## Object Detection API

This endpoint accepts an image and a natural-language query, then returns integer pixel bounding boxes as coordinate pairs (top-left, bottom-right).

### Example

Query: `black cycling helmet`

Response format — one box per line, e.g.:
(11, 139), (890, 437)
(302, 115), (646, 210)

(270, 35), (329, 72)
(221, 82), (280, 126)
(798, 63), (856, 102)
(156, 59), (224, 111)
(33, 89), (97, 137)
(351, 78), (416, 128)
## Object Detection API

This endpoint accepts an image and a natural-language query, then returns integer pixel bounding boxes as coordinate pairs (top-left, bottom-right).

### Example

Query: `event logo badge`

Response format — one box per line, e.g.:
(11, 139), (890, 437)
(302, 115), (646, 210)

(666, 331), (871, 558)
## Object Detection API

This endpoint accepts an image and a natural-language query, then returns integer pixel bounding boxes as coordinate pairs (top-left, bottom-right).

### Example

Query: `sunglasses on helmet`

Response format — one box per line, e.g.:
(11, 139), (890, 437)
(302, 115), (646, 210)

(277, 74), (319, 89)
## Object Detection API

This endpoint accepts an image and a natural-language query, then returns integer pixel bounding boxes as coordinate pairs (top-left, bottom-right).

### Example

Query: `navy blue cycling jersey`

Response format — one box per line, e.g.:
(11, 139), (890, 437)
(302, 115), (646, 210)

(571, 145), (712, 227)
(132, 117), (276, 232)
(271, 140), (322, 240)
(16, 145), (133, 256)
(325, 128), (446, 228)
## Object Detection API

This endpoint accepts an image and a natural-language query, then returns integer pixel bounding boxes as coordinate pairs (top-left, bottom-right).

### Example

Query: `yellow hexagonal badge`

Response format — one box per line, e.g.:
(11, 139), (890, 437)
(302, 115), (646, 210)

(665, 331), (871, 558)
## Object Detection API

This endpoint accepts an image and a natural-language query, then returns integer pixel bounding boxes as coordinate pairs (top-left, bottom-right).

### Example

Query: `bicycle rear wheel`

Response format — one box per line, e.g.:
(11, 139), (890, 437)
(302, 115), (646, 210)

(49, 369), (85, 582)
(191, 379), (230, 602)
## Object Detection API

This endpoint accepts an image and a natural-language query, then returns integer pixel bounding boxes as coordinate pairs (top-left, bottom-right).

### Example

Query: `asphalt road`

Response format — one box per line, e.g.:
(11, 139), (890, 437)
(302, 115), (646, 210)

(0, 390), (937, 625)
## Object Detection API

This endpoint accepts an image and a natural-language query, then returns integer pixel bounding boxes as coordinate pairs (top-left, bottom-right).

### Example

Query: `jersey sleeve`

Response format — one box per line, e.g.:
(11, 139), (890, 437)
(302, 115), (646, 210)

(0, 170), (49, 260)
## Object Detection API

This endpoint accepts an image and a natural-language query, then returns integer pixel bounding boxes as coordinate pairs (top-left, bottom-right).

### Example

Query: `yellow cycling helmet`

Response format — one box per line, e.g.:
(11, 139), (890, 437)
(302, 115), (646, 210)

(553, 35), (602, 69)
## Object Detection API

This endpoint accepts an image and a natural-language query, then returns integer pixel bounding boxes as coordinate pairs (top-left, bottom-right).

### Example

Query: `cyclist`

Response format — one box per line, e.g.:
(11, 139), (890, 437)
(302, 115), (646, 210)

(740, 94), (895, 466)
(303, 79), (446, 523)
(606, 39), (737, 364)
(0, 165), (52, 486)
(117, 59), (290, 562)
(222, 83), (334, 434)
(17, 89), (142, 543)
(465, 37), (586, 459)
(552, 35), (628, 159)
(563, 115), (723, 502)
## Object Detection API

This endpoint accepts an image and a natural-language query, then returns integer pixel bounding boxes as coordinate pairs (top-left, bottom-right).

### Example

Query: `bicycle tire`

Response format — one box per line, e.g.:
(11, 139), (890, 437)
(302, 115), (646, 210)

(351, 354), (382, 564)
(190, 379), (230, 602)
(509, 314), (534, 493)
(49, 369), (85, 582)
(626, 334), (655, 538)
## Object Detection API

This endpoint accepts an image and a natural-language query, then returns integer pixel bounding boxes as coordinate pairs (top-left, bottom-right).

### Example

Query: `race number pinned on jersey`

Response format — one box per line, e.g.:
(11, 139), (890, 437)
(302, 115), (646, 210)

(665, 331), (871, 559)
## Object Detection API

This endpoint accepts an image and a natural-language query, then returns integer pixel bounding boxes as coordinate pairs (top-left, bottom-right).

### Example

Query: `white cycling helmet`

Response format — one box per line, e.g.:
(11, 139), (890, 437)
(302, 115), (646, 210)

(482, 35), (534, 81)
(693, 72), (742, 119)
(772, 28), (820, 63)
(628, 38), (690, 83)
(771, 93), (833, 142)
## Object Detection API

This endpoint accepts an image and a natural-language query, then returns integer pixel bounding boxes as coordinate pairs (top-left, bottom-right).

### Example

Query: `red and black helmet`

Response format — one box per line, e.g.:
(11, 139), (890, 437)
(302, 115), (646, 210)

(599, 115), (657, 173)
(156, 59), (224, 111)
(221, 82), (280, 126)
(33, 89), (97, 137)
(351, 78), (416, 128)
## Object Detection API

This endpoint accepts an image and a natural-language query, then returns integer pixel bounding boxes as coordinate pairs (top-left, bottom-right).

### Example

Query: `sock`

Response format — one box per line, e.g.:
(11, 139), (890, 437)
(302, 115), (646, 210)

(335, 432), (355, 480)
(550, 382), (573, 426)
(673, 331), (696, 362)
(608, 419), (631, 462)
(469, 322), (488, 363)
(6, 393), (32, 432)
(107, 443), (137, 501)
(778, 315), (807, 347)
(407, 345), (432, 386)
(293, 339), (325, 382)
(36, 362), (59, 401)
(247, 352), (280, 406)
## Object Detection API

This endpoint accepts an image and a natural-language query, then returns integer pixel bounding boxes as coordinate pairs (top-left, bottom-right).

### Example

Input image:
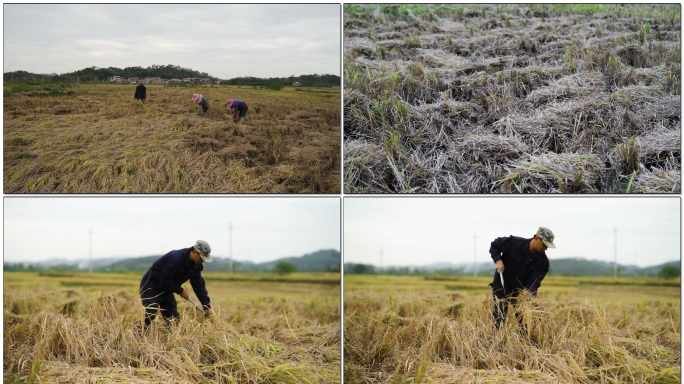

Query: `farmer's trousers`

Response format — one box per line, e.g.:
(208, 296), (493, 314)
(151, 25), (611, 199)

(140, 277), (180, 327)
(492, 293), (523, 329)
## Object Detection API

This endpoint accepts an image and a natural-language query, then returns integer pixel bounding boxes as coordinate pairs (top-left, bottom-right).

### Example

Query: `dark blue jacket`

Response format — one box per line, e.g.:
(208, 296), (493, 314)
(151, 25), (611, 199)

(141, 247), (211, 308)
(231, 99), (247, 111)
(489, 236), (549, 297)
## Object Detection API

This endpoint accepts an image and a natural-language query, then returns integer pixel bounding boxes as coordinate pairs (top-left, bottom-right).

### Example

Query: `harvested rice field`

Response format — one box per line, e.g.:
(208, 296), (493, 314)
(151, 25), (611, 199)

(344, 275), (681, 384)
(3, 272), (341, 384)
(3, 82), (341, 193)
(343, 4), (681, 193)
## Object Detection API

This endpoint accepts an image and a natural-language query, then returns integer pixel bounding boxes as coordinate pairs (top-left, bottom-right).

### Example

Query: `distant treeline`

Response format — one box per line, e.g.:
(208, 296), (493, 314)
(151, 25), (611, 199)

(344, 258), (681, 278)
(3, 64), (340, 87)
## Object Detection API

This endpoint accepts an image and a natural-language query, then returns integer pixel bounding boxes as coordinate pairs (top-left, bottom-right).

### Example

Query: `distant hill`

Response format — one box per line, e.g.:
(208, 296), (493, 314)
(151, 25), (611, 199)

-- -- --

[WHAT YOU SHOULD DO]
Output the entries above exactly. Drop the pictures.

[RESULT OF THIS TASK]
## Object Detection API

This endpoint accepts an image and a natural-language query, then returns integer pixel bounding boxes as coordinate pairs (top-left, bottom-right).

### Example

Query: `black cycling helmet`

Response format — one box per line, e.g.:
(11, 139), (890, 437)
(302, 115), (646, 210)

(270, 35), (329, 72)
(221, 82), (280, 126)
(798, 63), (856, 102)
(156, 59), (224, 111)
(33, 89), (97, 137)
(351, 78), (416, 128)
## Object Detection API

This endpoint accepts an image and a natural-language query, then returns integer pixel bounding boxes as coordinate pairs (top-left, bottom-right).

### Example

Query: `event logo badge`

Response format — one box per line, e.g.:
(11, 139), (890, 437)
(302, 115), (646, 210)

(666, 331), (871, 558)
## Object Detection API

This endpoint accepts an image and a natural-language query, then returns integer pixel bounding boxes as coordinate pairs (top-left, bottom-right).

### Example

Query: `sunglasses on helmet`

Response format — one box per line, e.g.:
(11, 139), (890, 437)
(302, 115), (646, 210)

(277, 74), (319, 89)
## Object Detection API

This endpoint accepts an image and a natural-language query, then returns integer pixel bounding boxes as coordinate pairs (top-left, bottom-right).

### Example

Query: `navy blue cycling jersey`

Response format — one box per line, e.g.:
(11, 139), (890, 437)
(302, 115), (646, 210)

(571, 145), (712, 227)
(132, 117), (276, 232)
(271, 140), (322, 240)
(16, 145), (133, 256)
(325, 128), (446, 228)
## Object Detection API

This endpoint accepts an image and a natural-language query, then returns integer pixel bounding boxes as coordinate pairs (top-left, bottom-right).

### Example

Query: `yellow hexagonal badge`

Response format — one box per line, e.g.:
(11, 139), (890, 437)
(302, 115), (646, 210)

(665, 331), (871, 558)
## Object Detection API

This endpoint accepts an image and a natural-language query, then returns integer pixel bounding boxes as coordinate pairs (top-left, bottom-right).

### Example

Query: `bicycle rear wheel`

Response format — one box per line, e.g.:
(11, 139), (890, 437)
(302, 115), (646, 210)

(49, 369), (85, 582)
(191, 379), (230, 602)
## Object Detection API

This endpoint accepts an image and a natural-language query, then returns integer pixel bounding boxes as coordinate pairs (top-left, bottom-right).

### Example

Query: `asphalt road`

Response format — one box per line, e.g.:
(11, 139), (890, 437)
(302, 115), (646, 210)

(0, 390), (937, 625)
## Object Detection API

This endpoint accepts an image and a natural-language query, then returns integer pixel bounding boxes as coordinate pairs (top-left, bottom-right).

### Example

Query: `jersey sleeve`

Response format — one box per line, e.g.:
(11, 139), (890, 437)
(302, 115), (646, 210)

(0, 170), (49, 260)
## Object Detection API

This endpoint accepts an image and a natural-language query, then returns integer pixel bounding boxes as coordinate pairs (top-left, bottom-right).

### Example

Query: `yellow cycling helmet`

Response format — one box per line, e.g.:
(11, 139), (890, 437)
(302, 115), (646, 210)

(553, 35), (602, 69)
## Object Detection API

This endpoint accepts an image and a natural-language query, then returns integer pixel bounding boxes as coordinate pairs (top-left, bottom-right).

### Example

Query: `cyclist`

Response format — one box per line, e.g.:
(11, 139), (890, 437)
(302, 115), (646, 210)

(740, 94), (895, 466)
(303, 79), (446, 523)
(606, 39), (737, 364)
(0, 165), (52, 486)
(117, 59), (290, 562)
(222, 83), (334, 434)
(17, 89), (142, 543)
(465, 37), (586, 459)
(552, 35), (628, 159)
(563, 115), (723, 502)
## Object Detection API

This endpoint accepts an image and a natural-language query, then returns integer pixel bounding boxes as coordinate pairs (top-left, bottom-right).

### Example

Query: `bicycle tire`

Response format — one box per line, e.g.:
(11, 139), (890, 437)
(302, 115), (646, 210)

(351, 354), (382, 564)
(190, 379), (230, 602)
(509, 314), (534, 493)
(49, 369), (85, 582)
(626, 334), (655, 538)
## Object Detection API

This endpoint accepts an image and a natural-language query, then returns integer pixel bounding boxes as coordinate pairs (top-left, bottom-right).

### Example

Query: `race number pinned on jersey`

Response format — one box per line, e.g.:
(11, 139), (890, 437)
(302, 115), (646, 210)

(665, 331), (871, 559)
## Object Detection API

This endpoint accepts an image and a natural-language query, then returns integer pixel bounding boxes as coordinate pairs (top-left, bottom-right).

### Example

Query: `white cycling helmet`

Response format — one box per line, e.g.:
(11, 139), (890, 437)
(302, 115), (646, 210)

(482, 35), (534, 81)
(693, 72), (742, 119)
(772, 28), (820, 63)
(628, 38), (690, 83)
(771, 93), (833, 142)
## Object Detection API

This endpoint accepts an image and a natural-language query, then returns integer pixel bounding boxes as coordinate pairs (top-left, bottom-right).

### Example

Query: `red and black helmet`

Response format — one box per line, e.g.:
(11, 139), (890, 437)
(302, 115), (646, 210)

(599, 115), (657, 173)
(156, 59), (224, 111)
(221, 82), (280, 126)
(33, 89), (97, 137)
(351, 78), (416, 128)
## Object Detection API

This endpoint accepts an image and a natural-language query, then returns integer pixel bounding boxes as coordinate pairs (top-left, bottom-right).

### Example

Query: `sock`

Response format — one box per line, e.g.:
(11, 139), (890, 437)
(302, 115), (646, 210)

(335, 432), (355, 480)
(550, 382), (573, 426)
(673, 331), (696, 362)
(608, 419), (631, 462)
(469, 322), (488, 363)
(6, 393), (32, 432)
(107, 443), (137, 501)
(778, 315), (807, 347)
(407, 345), (432, 386)
(293, 339), (325, 382)
(36, 362), (59, 401)
(247, 352), (280, 406)
## Object Detection API

This endpoint accepts an image and a natural-language query, then returns integer pixel bounding boxes as coordinate pairs (top-left, bottom-right).

### Example

Input image:

Query: `farmer's trousers`

Response format — one box per line, e.g.:
(208, 296), (493, 314)
(151, 25), (611, 199)

(140, 277), (180, 327)
(492, 293), (523, 329)
## Object Detection API

This endpoint accepts an image and a natural-language query, then returns integer pixel bounding boxes as coordinate pairs (top-left, bottom-right).

### Example

Query: `dark blue jacket`

Response format — one box per line, e.g.:
(208, 296), (493, 314)
(151, 25), (611, 199)

(141, 247), (211, 308)
(231, 99), (247, 111)
(489, 236), (549, 297)
## Object Detection API

This endpoint accepts an image and a natural-language query, then returns integer pixel bounding boxes as coordinate pairs (top-left, bottom-right).

### Example

Query: `harvested rice field`

Response format — one box per line, e.g.:
(208, 296), (493, 314)
(151, 25), (611, 199)

(344, 275), (681, 384)
(3, 272), (341, 384)
(3, 82), (341, 193)
(343, 4), (681, 193)
## Object Detection API

This endpoint accepts an image and a natural-language query, then returns integer pixel bounding boxes as coordinate pairs (top-left, bottom-right).

### Example

Query: `distant treeline`

Response format — one box per line, e.g.:
(208, 296), (493, 314)
(151, 25), (611, 199)

(344, 258), (681, 278)
(3, 64), (340, 87)
## Object Detection API

This endpoint accepts an image and a natural-language query, then returns integer pixel bounding boxes as coordinate pairs (top-left, bottom-right).

### Example

Query: `distant hill`

Response format — one box per line, e.g.:
(208, 296), (493, 314)
(151, 25), (611, 199)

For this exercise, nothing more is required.